Aim of the exercise:
Rewrite everything from the line containing "Q: Using the form shown in this sample, indicate the semi-dome" down to the end of the entries, putting "half-dome" wherever "semi-dome" appears and leaving all else unchanged.

Point placement records:

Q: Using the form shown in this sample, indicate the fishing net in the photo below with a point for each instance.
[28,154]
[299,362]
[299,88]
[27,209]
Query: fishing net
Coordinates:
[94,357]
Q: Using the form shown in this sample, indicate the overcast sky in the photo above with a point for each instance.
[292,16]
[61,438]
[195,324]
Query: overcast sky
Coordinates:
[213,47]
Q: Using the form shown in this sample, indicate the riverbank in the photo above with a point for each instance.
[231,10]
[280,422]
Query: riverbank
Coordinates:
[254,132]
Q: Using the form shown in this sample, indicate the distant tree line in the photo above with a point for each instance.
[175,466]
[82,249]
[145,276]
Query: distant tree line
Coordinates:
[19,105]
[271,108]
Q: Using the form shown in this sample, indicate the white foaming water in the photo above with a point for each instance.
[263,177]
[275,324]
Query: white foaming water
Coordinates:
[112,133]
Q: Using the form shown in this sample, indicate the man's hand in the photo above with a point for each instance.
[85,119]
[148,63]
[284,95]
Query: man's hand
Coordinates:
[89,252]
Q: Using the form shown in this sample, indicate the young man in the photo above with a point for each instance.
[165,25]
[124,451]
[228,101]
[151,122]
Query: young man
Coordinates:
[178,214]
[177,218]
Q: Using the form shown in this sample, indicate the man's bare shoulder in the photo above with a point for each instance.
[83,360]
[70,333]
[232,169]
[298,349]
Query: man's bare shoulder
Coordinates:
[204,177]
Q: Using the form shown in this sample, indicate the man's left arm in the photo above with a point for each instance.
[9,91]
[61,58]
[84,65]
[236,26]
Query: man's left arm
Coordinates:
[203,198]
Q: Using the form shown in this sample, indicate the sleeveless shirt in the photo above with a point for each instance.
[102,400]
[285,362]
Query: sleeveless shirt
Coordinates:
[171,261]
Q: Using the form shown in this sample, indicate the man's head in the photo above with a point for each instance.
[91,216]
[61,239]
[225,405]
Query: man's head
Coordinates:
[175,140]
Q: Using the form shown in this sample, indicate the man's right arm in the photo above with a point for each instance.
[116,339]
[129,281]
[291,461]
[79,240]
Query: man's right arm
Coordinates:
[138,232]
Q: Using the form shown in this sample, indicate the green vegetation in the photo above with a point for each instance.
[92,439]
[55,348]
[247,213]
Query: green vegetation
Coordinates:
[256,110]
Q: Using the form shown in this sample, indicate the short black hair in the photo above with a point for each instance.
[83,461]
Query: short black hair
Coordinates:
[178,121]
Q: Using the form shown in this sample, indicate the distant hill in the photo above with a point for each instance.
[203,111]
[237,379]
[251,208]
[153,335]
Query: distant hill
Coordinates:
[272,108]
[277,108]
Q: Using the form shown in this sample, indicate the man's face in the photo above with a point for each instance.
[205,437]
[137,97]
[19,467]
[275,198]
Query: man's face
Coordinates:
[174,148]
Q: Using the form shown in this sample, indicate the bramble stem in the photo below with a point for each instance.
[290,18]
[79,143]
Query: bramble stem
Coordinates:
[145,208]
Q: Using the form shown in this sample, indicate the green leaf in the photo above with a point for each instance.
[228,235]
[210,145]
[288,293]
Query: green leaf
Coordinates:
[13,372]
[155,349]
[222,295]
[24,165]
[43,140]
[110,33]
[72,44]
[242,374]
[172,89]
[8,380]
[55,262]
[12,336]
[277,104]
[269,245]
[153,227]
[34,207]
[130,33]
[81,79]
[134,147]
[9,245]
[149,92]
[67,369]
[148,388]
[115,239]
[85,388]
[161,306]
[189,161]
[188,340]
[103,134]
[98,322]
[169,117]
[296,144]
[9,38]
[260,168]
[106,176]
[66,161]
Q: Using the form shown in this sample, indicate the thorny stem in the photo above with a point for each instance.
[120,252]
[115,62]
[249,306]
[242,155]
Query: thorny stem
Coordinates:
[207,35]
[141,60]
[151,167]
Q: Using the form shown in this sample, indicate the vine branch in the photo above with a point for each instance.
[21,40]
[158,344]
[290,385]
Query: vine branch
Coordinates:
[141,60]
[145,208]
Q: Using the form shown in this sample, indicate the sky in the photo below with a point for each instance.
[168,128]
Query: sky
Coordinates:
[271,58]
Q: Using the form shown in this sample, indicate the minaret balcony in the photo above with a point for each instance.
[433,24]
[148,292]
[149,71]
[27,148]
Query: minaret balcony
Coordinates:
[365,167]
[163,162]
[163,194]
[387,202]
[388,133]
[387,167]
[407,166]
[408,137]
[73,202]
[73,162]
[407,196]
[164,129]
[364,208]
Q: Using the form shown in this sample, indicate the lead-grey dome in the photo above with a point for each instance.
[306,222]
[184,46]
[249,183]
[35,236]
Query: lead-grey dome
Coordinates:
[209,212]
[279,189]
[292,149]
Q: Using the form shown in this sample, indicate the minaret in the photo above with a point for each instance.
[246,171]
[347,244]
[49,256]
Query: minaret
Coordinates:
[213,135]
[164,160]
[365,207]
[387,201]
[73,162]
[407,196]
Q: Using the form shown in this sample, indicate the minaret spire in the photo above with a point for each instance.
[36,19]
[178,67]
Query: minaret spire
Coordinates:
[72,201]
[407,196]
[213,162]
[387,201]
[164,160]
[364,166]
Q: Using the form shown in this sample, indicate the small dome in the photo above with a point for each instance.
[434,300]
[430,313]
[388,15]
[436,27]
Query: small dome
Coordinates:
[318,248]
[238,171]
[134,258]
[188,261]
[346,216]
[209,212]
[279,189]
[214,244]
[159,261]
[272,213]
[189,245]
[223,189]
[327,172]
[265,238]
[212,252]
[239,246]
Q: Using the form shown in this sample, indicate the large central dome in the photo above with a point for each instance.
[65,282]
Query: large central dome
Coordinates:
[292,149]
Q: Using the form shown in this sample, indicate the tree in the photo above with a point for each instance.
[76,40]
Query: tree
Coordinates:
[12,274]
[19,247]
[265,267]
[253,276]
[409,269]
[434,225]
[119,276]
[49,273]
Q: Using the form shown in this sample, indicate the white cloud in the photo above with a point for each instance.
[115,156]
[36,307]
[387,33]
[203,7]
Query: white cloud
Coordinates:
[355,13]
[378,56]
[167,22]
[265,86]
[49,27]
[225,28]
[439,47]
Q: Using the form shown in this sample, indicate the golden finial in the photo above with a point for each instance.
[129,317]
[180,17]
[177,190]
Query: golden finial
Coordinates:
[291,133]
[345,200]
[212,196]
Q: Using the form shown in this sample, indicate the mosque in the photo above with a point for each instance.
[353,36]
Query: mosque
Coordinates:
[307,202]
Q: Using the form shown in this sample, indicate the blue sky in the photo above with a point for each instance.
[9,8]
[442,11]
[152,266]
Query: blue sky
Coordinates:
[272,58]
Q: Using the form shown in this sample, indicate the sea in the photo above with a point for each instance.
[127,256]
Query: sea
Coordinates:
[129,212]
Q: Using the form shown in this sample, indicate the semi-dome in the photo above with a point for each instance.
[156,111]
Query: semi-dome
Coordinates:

Answer to this problem:
Q: Using the form shown in this sample, indicate the half-dome in the photo above with a point for each instance.
[156,111]
Query: half-dome
Coordinates:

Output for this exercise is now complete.